— PROBLEM DETAILS —
Here is a block of records. Copy every one of them exactly.
+++ MATERIAL PROVIDED +++
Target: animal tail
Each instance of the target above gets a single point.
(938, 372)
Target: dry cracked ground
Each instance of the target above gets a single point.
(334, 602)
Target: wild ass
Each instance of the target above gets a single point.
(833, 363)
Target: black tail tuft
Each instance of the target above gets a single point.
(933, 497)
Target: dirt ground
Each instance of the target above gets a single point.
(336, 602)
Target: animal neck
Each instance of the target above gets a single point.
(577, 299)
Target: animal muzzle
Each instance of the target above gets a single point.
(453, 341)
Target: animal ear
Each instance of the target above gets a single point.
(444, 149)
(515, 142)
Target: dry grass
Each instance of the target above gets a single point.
+++
— YOUR RESPONSE —
Target: animal tail
Each instance of the target above gets a single point.
(938, 372)
Target: dry cracked ground
Each instance of the target above gets a single point.
(334, 602)
Target: wild ass
Each instance of the target above gets a single point.
(833, 363)
Target: black tail tuft
Each instance of the target above gets a single point.
(933, 497)
Target: dirt ground
Each instance of the target above gets a single point.
(336, 602)
Target: animal neck
Each instance of the target above gets a single point.
(577, 299)
Target: animal muzzle
Each instance of the target above gets a single point.
(453, 341)
Target: animal ear
Each instance of the target above gets a single point.
(444, 149)
(515, 142)
Target: dry grass
Each instance of the target above gets a single point.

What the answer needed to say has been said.